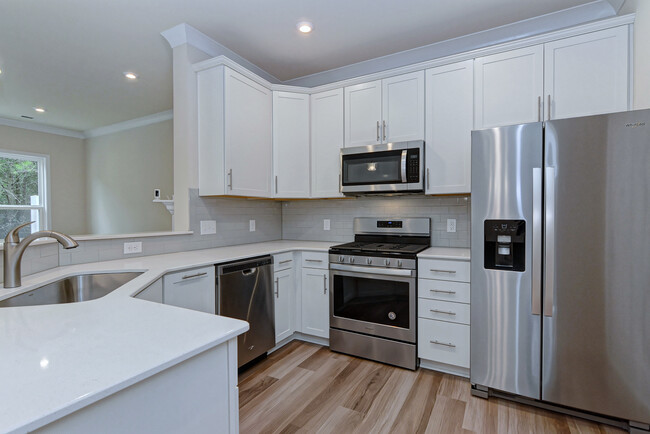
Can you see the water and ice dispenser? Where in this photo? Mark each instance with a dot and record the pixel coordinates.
(505, 245)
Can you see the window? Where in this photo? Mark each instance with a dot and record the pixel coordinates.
(23, 192)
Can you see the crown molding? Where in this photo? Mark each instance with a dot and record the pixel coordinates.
(42, 128)
(130, 124)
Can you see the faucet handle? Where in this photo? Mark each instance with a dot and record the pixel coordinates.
(12, 235)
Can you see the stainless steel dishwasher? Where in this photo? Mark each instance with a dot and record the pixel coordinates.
(245, 291)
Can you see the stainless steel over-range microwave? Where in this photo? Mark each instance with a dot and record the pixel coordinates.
(389, 168)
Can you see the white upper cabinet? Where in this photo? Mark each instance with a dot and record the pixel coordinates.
(449, 122)
(509, 88)
(384, 111)
(326, 142)
(587, 74)
(363, 114)
(235, 134)
(403, 108)
(291, 145)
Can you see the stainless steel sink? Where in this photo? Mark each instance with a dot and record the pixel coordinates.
(82, 287)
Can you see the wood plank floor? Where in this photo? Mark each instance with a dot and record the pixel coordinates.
(306, 388)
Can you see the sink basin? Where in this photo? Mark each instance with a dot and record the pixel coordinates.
(82, 287)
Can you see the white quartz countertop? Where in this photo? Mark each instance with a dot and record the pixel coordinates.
(452, 253)
(56, 359)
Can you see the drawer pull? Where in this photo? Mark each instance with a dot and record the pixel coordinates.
(192, 276)
(446, 312)
(442, 271)
(442, 291)
(446, 344)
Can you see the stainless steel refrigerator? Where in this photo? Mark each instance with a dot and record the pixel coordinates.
(560, 265)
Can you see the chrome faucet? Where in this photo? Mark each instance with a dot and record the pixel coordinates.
(14, 249)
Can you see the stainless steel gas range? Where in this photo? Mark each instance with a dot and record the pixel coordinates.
(373, 290)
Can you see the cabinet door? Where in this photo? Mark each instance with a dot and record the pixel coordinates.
(291, 144)
(508, 88)
(248, 136)
(363, 114)
(450, 118)
(315, 302)
(191, 289)
(326, 143)
(403, 108)
(284, 292)
(587, 74)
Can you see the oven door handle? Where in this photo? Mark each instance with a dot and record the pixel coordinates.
(372, 270)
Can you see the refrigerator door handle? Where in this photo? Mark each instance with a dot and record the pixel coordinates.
(549, 235)
(536, 295)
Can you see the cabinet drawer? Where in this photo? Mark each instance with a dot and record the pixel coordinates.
(444, 270)
(315, 259)
(443, 310)
(443, 342)
(444, 290)
(282, 261)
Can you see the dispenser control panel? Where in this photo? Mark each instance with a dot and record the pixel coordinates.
(505, 245)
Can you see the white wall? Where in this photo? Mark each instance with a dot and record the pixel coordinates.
(123, 169)
(67, 173)
(641, 50)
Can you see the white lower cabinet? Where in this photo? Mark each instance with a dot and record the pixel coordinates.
(315, 302)
(444, 315)
(191, 289)
(284, 297)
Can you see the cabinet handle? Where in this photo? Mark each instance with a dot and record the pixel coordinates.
(446, 312)
(442, 292)
(442, 271)
(449, 344)
(192, 276)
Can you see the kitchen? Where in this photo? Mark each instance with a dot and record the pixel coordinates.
(226, 93)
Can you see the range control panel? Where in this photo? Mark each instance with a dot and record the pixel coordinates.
(505, 245)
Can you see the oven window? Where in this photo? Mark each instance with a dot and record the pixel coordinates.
(372, 300)
(373, 168)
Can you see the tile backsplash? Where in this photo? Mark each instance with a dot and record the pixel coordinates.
(291, 220)
(303, 220)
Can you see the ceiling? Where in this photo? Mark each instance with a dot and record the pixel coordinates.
(69, 55)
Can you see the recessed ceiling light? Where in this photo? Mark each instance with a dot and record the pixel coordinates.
(305, 26)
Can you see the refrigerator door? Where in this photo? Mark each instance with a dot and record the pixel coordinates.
(506, 258)
(596, 347)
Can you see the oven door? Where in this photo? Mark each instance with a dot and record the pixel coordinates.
(378, 303)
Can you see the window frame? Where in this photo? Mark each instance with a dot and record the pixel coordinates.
(43, 162)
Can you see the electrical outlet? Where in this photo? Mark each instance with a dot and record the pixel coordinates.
(208, 227)
(130, 248)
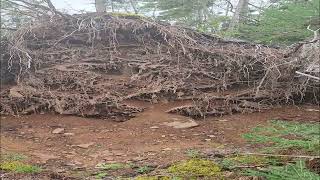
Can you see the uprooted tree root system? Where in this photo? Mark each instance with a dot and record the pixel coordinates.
(90, 64)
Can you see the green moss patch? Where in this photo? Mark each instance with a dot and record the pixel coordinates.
(195, 168)
(283, 135)
(247, 160)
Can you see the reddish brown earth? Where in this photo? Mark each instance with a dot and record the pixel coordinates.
(143, 139)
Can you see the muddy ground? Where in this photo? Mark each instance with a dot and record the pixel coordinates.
(71, 147)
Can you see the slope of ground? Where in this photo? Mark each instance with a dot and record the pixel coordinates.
(145, 140)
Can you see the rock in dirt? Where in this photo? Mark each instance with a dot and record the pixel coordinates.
(154, 127)
(43, 158)
(58, 131)
(182, 124)
(14, 93)
(85, 145)
(68, 134)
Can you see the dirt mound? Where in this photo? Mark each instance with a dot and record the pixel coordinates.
(90, 64)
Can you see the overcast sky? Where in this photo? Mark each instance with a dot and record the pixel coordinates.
(74, 6)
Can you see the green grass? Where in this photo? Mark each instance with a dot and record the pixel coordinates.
(296, 171)
(144, 169)
(14, 162)
(195, 168)
(282, 135)
(19, 167)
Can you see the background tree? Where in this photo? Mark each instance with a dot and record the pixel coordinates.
(283, 23)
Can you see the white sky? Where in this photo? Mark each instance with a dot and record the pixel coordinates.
(74, 6)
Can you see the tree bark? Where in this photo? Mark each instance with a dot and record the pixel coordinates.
(240, 14)
(100, 6)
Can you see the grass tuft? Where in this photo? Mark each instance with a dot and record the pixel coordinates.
(282, 135)
(195, 168)
(296, 171)
(19, 167)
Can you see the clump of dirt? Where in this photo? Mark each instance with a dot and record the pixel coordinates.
(89, 64)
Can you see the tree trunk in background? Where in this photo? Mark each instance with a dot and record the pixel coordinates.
(240, 14)
(100, 6)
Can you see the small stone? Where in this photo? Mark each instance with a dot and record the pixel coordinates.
(154, 127)
(182, 125)
(68, 134)
(85, 145)
(58, 131)
(166, 149)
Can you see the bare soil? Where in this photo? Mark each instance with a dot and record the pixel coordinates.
(85, 142)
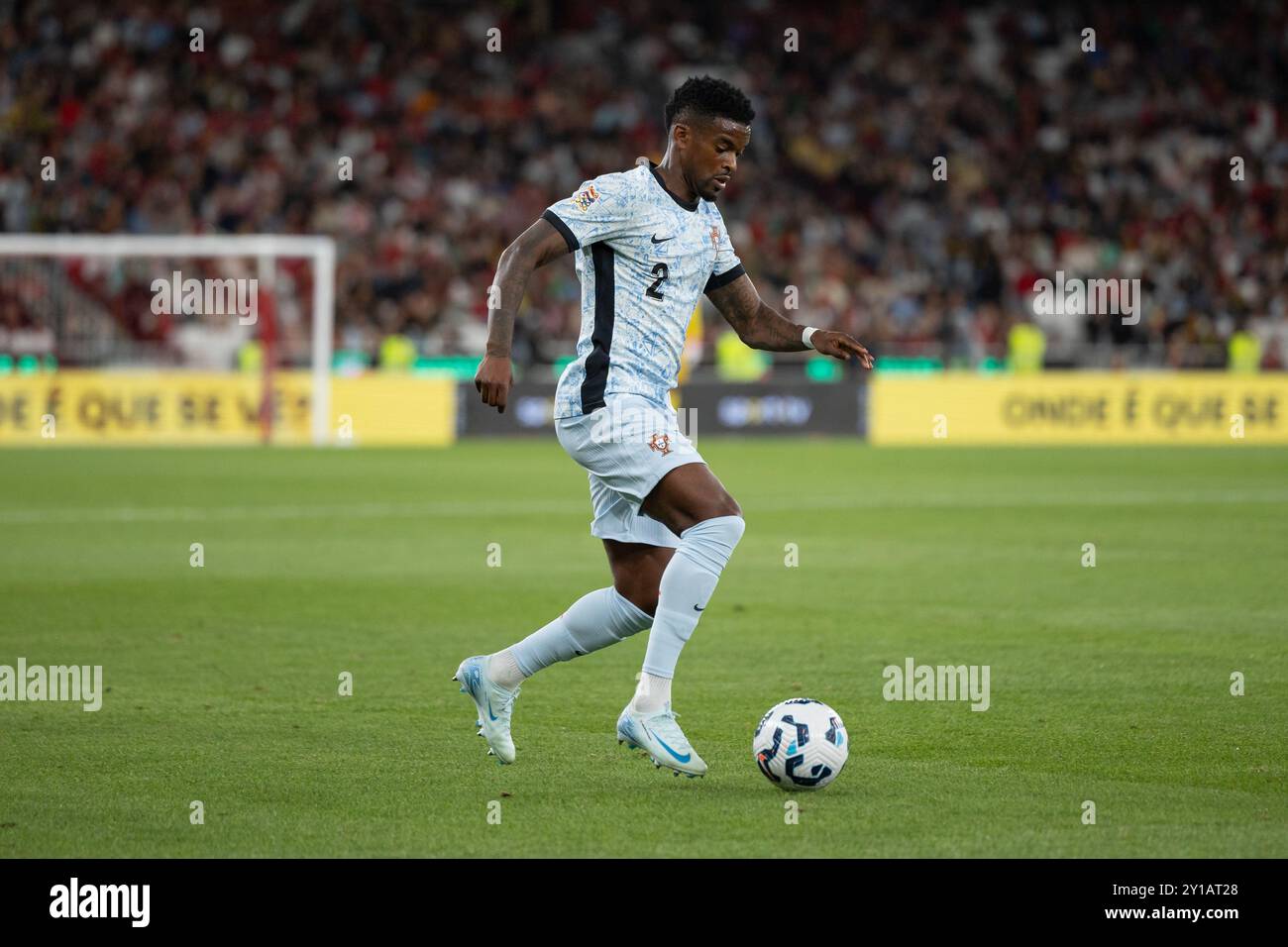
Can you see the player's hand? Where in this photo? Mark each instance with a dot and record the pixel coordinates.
(493, 380)
(840, 346)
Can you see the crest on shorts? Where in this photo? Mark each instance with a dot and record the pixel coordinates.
(584, 198)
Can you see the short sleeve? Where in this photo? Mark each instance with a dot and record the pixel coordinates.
(728, 266)
(599, 209)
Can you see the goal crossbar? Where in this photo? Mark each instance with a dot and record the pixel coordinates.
(263, 247)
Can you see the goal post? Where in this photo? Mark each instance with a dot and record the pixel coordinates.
(265, 250)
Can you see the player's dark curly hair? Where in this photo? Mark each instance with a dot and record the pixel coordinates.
(711, 98)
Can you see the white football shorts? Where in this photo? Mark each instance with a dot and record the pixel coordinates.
(626, 447)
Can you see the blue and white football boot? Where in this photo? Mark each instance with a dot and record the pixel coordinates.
(661, 736)
(494, 705)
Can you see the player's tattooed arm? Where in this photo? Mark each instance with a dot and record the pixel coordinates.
(763, 328)
(533, 249)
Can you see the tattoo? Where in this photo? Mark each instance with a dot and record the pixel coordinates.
(759, 325)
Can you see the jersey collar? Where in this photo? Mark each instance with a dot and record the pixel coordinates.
(687, 205)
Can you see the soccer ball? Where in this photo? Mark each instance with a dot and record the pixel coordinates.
(800, 745)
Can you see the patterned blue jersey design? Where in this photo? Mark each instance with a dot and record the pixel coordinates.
(643, 258)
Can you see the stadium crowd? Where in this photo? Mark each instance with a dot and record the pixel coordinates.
(1159, 154)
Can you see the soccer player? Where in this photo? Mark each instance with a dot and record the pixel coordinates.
(647, 243)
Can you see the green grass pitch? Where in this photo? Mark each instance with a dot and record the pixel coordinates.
(1108, 684)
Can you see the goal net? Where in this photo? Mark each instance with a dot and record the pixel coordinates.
(254, 312)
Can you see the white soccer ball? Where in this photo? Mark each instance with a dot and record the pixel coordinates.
(800, 745)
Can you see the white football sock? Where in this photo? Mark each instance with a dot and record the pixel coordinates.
(593, 621)
(686, 587)
(652, 694)
(505, 671)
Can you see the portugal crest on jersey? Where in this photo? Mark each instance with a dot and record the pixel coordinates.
(661, 444)
(587, 197)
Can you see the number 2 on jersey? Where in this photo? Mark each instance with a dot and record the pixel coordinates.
(660, 272)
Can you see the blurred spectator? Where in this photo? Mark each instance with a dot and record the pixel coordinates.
(1115, 162)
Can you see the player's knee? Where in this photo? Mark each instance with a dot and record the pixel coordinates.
(645, 602)
(639, 594)
(725, 528)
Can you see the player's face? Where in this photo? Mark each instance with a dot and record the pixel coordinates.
(712, 157)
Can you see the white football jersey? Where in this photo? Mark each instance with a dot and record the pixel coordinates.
(644, 258)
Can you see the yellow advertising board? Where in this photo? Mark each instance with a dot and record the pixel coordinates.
(151, 408)
(1078, 408)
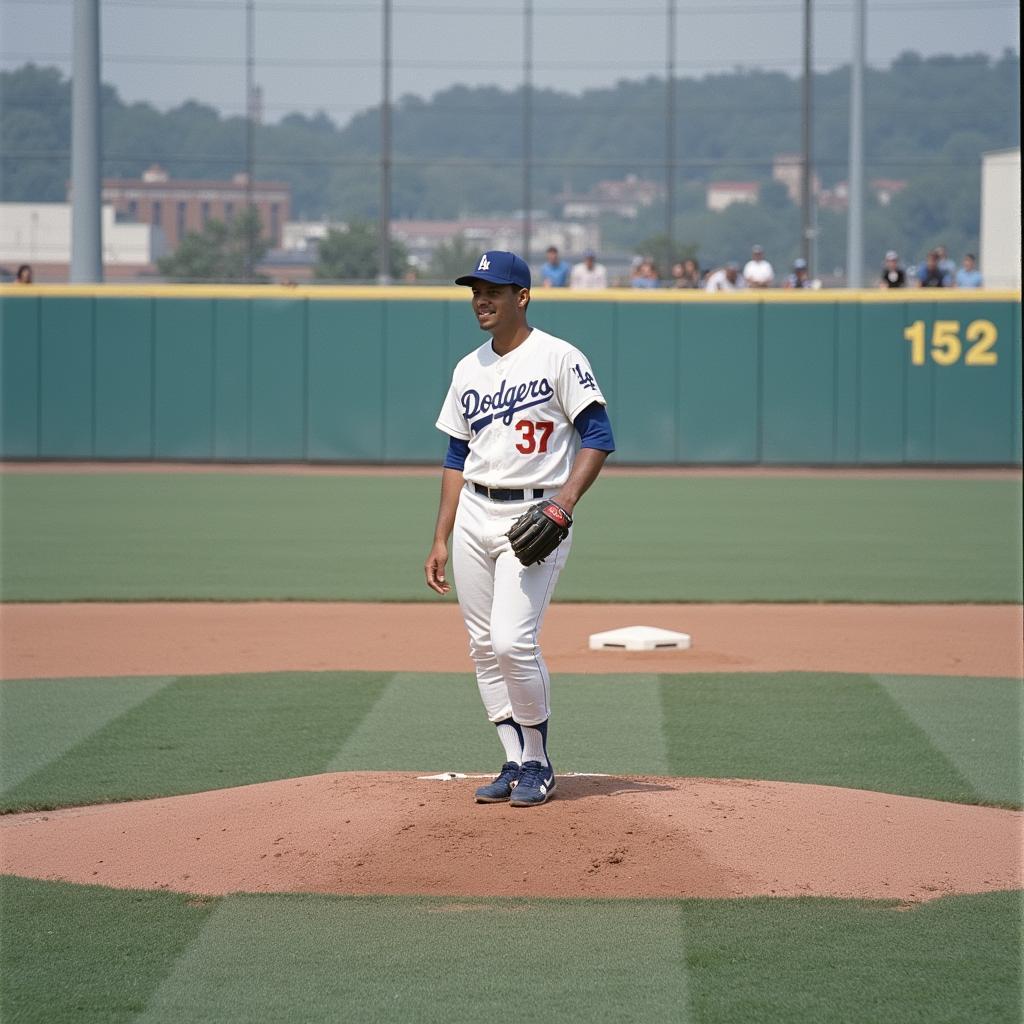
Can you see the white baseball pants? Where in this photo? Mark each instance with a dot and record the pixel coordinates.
(503, 603)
■ ■ ■ ■ ■
** INSTRUCTIONS FOR THE TASK **
Everything from the line that contains "Can you see the player's face?" to the final line of the data is to be duplicated exactly, both ends included, except the pictures.

** EXERCISE ANSWER **
Can you see the player's face? Where in this photo? Mark each instance with a dot and record the pixel coordinates.
(712, 157)
Can you see the white football jersey? Where in this photo? Mark each instance with a dot and record the pixel coordinates.
(644, 258)
Can you see the yellow advertising board? Where in this photo? Mark each instance with a dot and record the pixel coordinates.
(151, 408)
(1078, 408)
Can you see the white baseball pants? Where in this photo? Mark each instance with a dot and record the pixel coordinates.
(503, 603)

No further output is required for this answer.